== Data to examine

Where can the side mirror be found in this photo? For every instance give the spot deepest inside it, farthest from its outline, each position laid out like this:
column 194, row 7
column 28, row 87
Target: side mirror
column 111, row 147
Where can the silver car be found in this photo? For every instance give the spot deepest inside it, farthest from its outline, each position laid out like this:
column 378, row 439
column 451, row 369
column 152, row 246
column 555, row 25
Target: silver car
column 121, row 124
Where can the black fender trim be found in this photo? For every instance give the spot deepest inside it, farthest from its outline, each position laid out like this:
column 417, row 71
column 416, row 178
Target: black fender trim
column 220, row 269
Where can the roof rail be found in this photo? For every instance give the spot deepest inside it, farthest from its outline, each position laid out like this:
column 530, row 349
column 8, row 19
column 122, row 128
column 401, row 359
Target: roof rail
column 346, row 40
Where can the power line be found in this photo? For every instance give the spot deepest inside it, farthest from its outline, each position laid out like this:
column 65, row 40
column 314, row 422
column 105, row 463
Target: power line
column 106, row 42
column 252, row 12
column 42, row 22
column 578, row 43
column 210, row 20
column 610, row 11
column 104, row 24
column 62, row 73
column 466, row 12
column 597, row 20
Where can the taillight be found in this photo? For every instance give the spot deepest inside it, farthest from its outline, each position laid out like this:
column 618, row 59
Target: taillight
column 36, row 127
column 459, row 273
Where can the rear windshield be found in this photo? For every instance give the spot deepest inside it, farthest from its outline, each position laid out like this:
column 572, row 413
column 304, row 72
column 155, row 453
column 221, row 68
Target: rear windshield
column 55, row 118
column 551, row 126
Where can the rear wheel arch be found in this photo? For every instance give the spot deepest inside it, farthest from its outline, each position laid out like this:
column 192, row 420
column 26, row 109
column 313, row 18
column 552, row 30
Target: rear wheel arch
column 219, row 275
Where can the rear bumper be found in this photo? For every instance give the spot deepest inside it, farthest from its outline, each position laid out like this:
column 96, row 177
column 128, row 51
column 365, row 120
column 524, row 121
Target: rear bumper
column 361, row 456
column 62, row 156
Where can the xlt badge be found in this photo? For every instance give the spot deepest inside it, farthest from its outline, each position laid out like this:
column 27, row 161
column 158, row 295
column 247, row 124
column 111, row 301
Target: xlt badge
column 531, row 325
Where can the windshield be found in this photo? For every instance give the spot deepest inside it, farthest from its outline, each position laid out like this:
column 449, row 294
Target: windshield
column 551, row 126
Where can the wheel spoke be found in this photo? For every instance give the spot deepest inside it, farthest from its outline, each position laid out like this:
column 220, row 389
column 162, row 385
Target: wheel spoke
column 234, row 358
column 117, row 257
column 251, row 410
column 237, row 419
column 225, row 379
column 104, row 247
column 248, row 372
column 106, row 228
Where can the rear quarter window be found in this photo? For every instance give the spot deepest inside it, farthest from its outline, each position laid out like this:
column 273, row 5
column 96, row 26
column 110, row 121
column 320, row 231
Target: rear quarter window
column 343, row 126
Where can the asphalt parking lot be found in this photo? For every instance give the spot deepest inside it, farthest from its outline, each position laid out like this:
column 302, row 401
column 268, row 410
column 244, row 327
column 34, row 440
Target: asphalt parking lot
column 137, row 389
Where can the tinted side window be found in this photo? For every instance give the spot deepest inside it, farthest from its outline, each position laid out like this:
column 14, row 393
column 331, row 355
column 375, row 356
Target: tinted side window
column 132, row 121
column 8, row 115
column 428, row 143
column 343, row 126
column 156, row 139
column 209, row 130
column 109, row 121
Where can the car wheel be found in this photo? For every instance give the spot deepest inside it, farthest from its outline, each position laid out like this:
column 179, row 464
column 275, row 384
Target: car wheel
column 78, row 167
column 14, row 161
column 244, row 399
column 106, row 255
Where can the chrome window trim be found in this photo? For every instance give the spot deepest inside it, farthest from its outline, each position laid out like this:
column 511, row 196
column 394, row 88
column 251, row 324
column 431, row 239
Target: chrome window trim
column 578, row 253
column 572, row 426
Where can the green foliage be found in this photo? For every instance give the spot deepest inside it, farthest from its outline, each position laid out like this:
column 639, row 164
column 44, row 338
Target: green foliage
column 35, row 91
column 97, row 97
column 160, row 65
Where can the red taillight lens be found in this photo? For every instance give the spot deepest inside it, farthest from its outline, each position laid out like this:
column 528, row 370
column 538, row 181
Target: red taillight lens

====

Show each line in the data where the string "lens" appears.

» **Result**:
Where can the red taillight lens be found in this photo? For every instance give the spot deepest inside it, farthest from its outline, each position laid out like this:
Target: red taillight lens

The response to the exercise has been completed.